The problem: In the article on machine learning control, which technique is described as a powerful regression technique for control design as a regression problem of the second kind?

Excerpted passage:
::::::
= Machine learning control =

Subfield of machine learning, intelligent control, and control theory

Machine learning control (MLC) is a subfield of machine learning, intelligent control, and control theory which aims to solve optimal control problems with machine learning methods. Key applications are complex nonlinear systems for which linear control theory methods are not applicable.

== Types of problems and tasks ==
Four types of problems are commonly encountered:

- Control parameter identification: MLC translates to a parameter identification if the structure of the control law is given but the parameters are unknown. One example is the genetic algorithm for optimizing coefficients of a PID controller or discrete-time optimal control.
- Control design as regression problem of the first kind: MLC approximates a general nonlinear mapping from sensor signals to actuation commands, if the sensor signals and the optimal actuation command are known for every state. One example is the computation of sensor feedback from a known full state feedback. Neural networks are commonly used for such tasks.
- Control design as regression problem of the second kind: MLC may also identify arbitrary nonlinear control laws which minimize the cost function of the plant. In this case, neither a model, the control law structure, nor the optimizing actuation command needs to be known. The optimization is only based on the control performance (cost function) as measured in the plant. Genetic programming is a powerful regression technique for this purpose.
- Reinforcement learning control: The control law may be continually updated over measured performance changes (rewards) using reinforcement learning.
::::::
Text-to-region grounding data

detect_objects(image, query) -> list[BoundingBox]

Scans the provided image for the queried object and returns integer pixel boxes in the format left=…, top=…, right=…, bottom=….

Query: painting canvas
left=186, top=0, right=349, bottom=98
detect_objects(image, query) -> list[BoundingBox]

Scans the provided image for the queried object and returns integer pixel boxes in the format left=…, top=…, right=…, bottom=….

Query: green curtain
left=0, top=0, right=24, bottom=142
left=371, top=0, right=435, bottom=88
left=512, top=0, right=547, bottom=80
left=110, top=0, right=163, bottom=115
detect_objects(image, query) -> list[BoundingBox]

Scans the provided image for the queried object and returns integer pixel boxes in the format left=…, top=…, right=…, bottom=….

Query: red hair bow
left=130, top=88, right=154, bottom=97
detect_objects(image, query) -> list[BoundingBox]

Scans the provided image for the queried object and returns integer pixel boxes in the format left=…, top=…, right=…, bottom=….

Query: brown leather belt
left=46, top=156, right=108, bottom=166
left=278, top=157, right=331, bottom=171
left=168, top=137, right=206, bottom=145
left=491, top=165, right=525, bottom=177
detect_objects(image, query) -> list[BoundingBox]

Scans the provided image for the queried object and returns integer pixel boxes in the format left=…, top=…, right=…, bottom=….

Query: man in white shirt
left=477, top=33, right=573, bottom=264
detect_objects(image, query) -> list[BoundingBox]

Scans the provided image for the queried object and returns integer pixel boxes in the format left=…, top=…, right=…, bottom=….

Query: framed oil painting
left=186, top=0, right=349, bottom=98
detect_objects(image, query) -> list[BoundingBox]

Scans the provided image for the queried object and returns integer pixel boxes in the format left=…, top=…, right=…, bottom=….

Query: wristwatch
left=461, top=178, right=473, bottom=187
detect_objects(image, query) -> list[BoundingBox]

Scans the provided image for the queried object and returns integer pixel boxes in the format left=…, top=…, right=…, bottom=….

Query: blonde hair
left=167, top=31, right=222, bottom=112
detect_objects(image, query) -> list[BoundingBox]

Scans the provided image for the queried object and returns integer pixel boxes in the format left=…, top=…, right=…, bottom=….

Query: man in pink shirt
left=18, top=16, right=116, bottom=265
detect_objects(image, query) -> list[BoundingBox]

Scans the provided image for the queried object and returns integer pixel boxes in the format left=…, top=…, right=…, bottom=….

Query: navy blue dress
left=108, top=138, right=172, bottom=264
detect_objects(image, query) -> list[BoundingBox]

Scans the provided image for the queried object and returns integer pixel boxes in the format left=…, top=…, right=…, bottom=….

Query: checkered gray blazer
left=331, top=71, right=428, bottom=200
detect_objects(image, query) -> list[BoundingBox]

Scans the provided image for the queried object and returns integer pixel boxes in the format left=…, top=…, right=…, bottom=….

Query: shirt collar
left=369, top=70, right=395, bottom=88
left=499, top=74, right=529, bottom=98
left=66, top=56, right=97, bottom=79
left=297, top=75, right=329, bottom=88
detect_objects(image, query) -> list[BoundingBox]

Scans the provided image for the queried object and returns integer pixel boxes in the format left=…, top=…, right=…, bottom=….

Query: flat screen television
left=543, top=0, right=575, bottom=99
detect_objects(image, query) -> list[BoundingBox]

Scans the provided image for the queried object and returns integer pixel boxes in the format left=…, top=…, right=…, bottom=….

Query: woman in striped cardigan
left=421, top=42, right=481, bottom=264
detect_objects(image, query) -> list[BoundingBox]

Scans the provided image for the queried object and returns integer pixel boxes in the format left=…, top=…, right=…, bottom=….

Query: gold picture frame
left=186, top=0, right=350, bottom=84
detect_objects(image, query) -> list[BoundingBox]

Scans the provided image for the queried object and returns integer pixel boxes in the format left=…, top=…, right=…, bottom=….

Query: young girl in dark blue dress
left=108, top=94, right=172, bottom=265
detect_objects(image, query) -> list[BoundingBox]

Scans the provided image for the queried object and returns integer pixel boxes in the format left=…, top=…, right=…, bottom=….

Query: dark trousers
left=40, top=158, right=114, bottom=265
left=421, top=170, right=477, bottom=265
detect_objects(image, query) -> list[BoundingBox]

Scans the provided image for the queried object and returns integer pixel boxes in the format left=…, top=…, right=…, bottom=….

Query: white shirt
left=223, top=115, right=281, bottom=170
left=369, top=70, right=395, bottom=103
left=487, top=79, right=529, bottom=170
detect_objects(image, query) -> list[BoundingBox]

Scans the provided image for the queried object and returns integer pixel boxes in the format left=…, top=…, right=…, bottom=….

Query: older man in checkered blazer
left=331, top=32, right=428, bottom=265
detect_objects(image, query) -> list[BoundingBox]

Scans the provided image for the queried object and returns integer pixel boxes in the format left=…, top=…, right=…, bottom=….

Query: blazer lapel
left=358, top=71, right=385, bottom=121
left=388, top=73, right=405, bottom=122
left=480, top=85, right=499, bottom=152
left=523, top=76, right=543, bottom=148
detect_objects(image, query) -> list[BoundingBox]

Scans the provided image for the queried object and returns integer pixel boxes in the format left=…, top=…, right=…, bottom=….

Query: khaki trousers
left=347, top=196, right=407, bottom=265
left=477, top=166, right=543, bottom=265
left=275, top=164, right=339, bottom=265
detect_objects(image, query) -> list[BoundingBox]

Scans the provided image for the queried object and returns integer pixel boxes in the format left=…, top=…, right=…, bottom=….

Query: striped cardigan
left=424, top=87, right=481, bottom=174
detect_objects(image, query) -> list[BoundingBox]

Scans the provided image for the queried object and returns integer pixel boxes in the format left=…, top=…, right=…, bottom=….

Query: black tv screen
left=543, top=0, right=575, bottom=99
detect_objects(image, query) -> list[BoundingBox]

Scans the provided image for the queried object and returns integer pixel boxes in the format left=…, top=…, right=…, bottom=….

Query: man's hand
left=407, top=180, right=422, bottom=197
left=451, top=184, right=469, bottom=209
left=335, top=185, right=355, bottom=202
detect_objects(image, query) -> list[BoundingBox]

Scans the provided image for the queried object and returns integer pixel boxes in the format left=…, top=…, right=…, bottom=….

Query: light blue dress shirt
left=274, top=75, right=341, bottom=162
::::::
Written answer: Genetic programming.